# PROVIDED TEXT

- - - -

It'll Never Fly in Peoria: Kosmos Hosts Peculiar Pretzelmen on Eva Ave. in Knife City10:26 AM
Flier by Mark Beyer
by Samantha Anne Scott
On Saturday evening, don vestigial or revamped vaudeville duds and drive your bourbon-powered space shuttle over to The Kosmos (1715 Fifth NW) for a very special evening with El Lay's The Peculiar Pretzelmen and locals Knife City and Eva Ave. & Carlosaur.
Saturday evening's showcase, presented by local art hustlers and carny barkers Caterwaul, Cinik, and Stranger Factory and featuring El Lay old timey/good time quartet The Peculiar Pretzelmen, ABQ honky-tonk supergroup Knife City and local doom salon darlings Eva Ave. and Carlosaur, promises a diverse yet interconnected soundscape. "I'm really stoked to see The Kosmos being an active venue for underground, marginalized music again. It's so nice to witness performances within all that space underneath the vaulted ceiling. And I think all of the sets are gonna blend really well together too. If you're into Tom Waits, David Allan Coe, Bob Log III, gypsy rock/steampunk, street buskers, carny music, and generally have a twisted sense of humor, you're gonna love this," said Caterwaul.
On first listen to recordings of self-described "barn-burning gospel revival[ists] and punk rockers" The Peculiar Pretzelmen, it's difficult not to draw the Tom Waits comparison, but a deeper listen reveals craftsmanship and inspiration that a "sounds like" comparison does little justice. Dark literary leitmotifs, references to ragtime, and heavy winks of blues-inflected Americana combine with jangly, "old man's work bench" percussion and eldritch strains of banjo, mandocello, and ukulele and plumes of baritone sax to create a sound and aesthetic that remains firmly rooted in the '30s without sounding antiquated or anachronistic.
Cinik became a fan of The Peculiar Pretzelmen after seeing them perform with his friend Zoe Boekbinder several years ago. "I saw them three times on that tour and have been hooked ever since... I'm a firm believer that music this good should be shared and, because of that, I'm willing to do a lot to help the fantastic sounds of The Peculiar Pretzelmen take over our desert air," said Cinik.

- - - -

# RECORDED INFORMATION
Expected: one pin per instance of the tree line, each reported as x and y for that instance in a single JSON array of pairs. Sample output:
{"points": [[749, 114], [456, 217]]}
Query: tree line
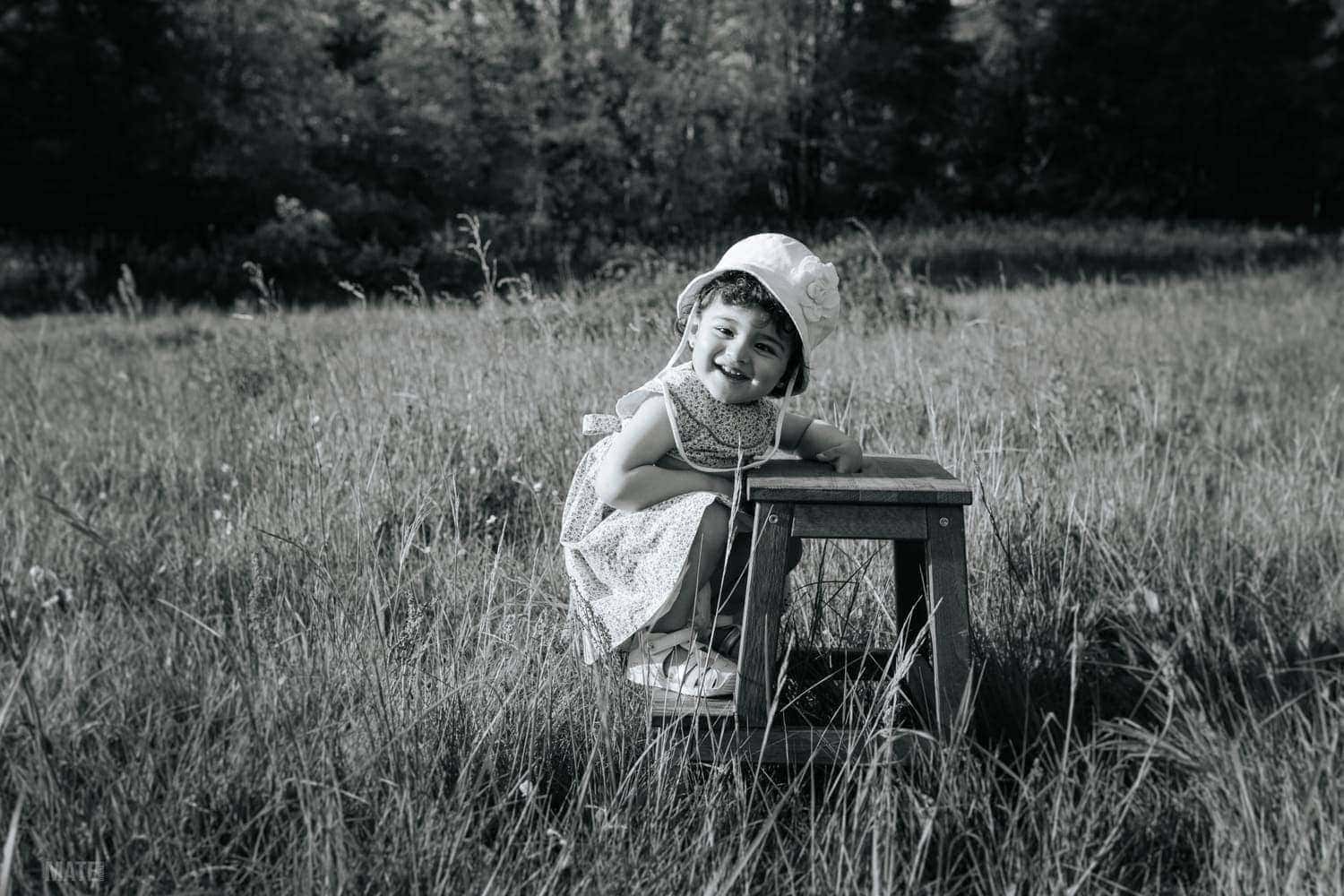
{"points": [[340, 134]]}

- - - -

# TASK 1
What street address does the Kosmos concert article give for The Kosmos?
# TASK 2
Which local groups does the Kosmos concert article name as presenters of the Saturday evening showcase?
# TASK 3
In the Kosmos concert article, copy everything from "On first listen" down to "antiquated or anachronistic.".
The listing isn't needed for any of this.

# EXERCISE OUTPUT 1
1715 Fifth NW

# EXERCISE OUTPUT 2
Caterwaul, Cinik, and Stranger Factory

# EXERCISE OUTPUT 3
On first listen to recordings of self-described "barn-burning gospel revival[ists] and punk rockers" The Peculiar Pretzelmen, it's difficult not to draw the Tom Waits comparison, but a deeper listen reveals craftsmanship and inspiration that a "sounds like" comparison does little justice. Dark literary leitmotifs, references to ragtime, and heavy winks of blues-inflected Americana combine with jangly, "old man's work bench" percussion and eldritch strains of banjo, mandocello, and ukulele and plumes of baritone sax to create a sound and aesthetic that remains firmly rooted in the '30s without sounding antiquated or anachronistic.